**Work to be completed:** The records that follow should be retyped word for word.
--- START OF Records for the task ---
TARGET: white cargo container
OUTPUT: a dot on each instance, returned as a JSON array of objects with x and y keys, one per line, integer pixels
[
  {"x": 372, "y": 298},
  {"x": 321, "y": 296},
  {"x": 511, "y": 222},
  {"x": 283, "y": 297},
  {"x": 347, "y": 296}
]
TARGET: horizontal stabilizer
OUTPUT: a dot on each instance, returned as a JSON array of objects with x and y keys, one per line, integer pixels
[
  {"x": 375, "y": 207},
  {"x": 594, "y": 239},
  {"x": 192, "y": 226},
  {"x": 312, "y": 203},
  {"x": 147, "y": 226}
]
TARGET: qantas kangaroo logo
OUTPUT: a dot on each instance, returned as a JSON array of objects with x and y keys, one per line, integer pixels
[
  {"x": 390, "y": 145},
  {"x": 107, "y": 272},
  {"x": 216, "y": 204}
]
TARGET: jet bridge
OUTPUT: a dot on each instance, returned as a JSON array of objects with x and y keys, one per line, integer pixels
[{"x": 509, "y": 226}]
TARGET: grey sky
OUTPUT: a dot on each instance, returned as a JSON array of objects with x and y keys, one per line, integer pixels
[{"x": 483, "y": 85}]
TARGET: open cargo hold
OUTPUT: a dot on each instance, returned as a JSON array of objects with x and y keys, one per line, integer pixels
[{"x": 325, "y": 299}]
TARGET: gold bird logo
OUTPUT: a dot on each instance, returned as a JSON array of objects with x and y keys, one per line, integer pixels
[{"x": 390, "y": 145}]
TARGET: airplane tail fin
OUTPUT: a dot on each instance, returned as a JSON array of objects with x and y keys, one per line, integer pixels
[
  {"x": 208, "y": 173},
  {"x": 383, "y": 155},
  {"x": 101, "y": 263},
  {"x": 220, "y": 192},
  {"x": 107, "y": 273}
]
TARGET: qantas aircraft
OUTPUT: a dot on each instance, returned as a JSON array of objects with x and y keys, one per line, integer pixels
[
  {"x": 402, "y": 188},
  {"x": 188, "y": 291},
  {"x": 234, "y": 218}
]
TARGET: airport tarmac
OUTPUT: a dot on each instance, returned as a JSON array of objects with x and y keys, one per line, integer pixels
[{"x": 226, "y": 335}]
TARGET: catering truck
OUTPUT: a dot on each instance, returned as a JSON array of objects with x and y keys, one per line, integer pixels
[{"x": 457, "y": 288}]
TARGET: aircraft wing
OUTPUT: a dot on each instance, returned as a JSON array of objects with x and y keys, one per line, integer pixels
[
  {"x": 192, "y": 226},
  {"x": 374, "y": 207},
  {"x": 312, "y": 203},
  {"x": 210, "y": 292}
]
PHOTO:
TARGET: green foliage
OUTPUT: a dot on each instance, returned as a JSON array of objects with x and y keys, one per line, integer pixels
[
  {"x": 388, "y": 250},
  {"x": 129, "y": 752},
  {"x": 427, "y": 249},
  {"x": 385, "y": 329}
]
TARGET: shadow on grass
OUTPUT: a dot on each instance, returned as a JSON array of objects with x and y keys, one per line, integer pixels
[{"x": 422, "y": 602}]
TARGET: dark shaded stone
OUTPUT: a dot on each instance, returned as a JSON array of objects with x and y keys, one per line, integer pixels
--- END OF Records for the task ---
**Finished answer:**
TARGET: white cargo container
OUTPUT: a dot on each instance, returned as a JSON array of objects with x and y keys, one per line, integer pixels
[
  {"x": 372, "y": 298},
  {"x": 321, "y": 296},
  {"x": 511, "y": 222},
  {"x": 283, "y": 297},
  {"x": 347, "y": 296}
]
TARGET: horizontal stabilizer
OUTPUT: a dot on each instance, returned as a JSON array of objects with x and y keys, one per line, integer pixels
[
  {"x": 375, "y": 207},
  {"x": 594, "y": 239},
  {"x": 192, "y": 226},
  {"x": 312, "y": 203},
  {"x": 147, "y": 226}
]
TARGET: qantas kangaroo logo
OUTPUT: a dot on each instance, returned as a JSON array of objects with x and y keys, one per line, integer pixels
[
  {"x": 390, "y": 145},
  {"x": 107, "y": 272},
  {"x": 216, "y": 204}
]
TARGET: jet bridge
OUTPUT: a dot on each instance, returned as a JSON array of objects with x and y keys, one per line, integer pixels
[{"x": 509, "y": 226}]
TARGET: grey sky
OUTPUT: a dot on each instance, returned as a JSON array of objects with x and y keys, one per line, integer pixels
[{"x": 483, "y": 85}]
TARGET: open cargo hold
OUTPUT: a dot on each instance, returned as a JSON array of objects with x and y keys, one per line, integer pixels
[{"x": 325, "y": 299}]
TARGET: gold bird logo
OUTPUT: a dot on each instance, returned as a JSON array of objects with x and y keys, one per line, integer pixels
[{"x": 390, "y": 145}]
TARGET: airplane tail fin
OUTPUT: a dot on each instance, returned as a JSON array of objects with x and y keys, one per line, integer pixels
[
  {"x": 208, "y": 173},
  {"x": 383, "y": 155},
  {"x": 101, "y": 263},
  {"x": 220, "y": 192},
  {"x": 107, "y": 273}
]
TARGET: qantas aircraft
OUTPUT: a dot on each instance, returned as a JSON array of objects with x and y keys, one per line, integer pixels
[
  {"x": 402, "y": 188},
  {"x": 188, "y": 291},
  {"x": 234, "y": 218}
]
TARGET: airport tarmac
OUTPUT: a dot on each instance, returned as a JSON array of objects with x and y keys, one per line, integer pixels
[{"x": 226, "y": 335}]
TARGET: catering truck
OUTPUT: a dot on each instance, returned as a JSON array of objects with x and y keys, one per line, integer pixels
[{"x": 457, "y": 288}]
TARGET: aircraft wing
OUTPUT: a dot on each instance, returned as a JSON array of objects with x and y keys, one per line, integer pixels
[
  {"x": 192, "y": 226},
  {"x": 374, "y": 207},
  {"x": 312, "y": 203},
  {"x": 210, "y": 292}
]
PHOTO:
TARGET: green foliage
OUTPUT: a dot on each instance, returned as a JSON array of objects with x and y keys, one per line, integer pixels
[
  {"x": 388, "y": 250},
  {"x": 129, "y": 752},
  {"x": 427, "y": 249},
  {"x": 385, "y": 329}
]
TARGET: shadow on grass
OUTPUT: a dot on each instance, returned as a JSON array of objects with x and y keys, one per line, integer pixels
[{"x": 422, "y": 602}]
TARGET: dark shaded stone
OUTPUT: a dot on each instance, returned as a JSON array of objects with x and y keys, one per line, integer pixels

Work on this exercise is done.